Top of Information provided

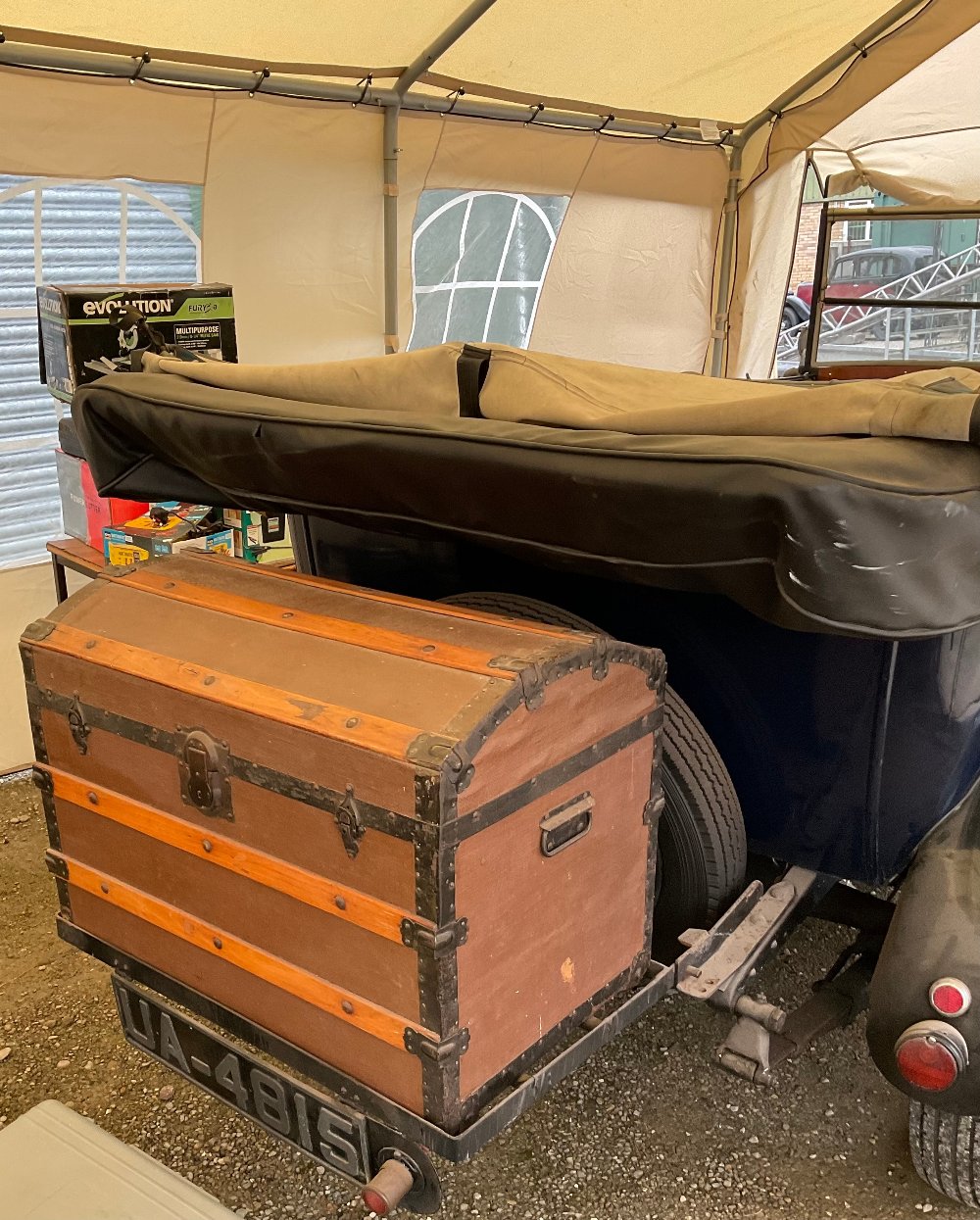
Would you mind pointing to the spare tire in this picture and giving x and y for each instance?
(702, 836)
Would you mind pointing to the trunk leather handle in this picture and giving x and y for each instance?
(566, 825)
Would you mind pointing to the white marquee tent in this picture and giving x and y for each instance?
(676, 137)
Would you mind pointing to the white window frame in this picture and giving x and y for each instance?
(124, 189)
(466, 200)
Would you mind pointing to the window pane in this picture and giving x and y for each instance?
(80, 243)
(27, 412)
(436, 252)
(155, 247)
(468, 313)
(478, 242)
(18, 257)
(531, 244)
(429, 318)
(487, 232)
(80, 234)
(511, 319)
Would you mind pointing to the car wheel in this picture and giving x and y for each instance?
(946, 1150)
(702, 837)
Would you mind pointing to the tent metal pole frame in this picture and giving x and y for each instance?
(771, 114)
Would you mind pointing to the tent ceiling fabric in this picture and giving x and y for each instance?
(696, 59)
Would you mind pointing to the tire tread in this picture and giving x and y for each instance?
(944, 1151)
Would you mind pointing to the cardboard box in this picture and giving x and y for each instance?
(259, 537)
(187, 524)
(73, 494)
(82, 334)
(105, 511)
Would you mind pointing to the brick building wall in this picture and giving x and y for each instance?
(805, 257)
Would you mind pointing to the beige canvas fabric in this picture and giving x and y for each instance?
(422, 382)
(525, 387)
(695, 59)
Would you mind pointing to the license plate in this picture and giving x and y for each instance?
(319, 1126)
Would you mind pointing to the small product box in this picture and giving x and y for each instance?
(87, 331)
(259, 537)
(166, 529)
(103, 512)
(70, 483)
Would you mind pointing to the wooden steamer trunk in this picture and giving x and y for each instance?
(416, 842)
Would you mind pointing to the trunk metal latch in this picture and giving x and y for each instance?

Bottom of Information provided

▶ **Task directions**
Return exactly what appears in the records from the line with "Would you mind pointing to the small" through the final line, and nothing else.

▶ **Response to the exercise**
Would you mind pointing to the small product box in this picture and giving x and y for each instance?
(87, 331)
(259, 537)
(166, 529)
(103, 512)
(70, 483)
Would you mind pointing to the wooden steamer trunk in this picture and giving x and y for each instance?
(416, 842)
Would you mind pointing to the trunk metal latch in this picture and giving x and y for each instance?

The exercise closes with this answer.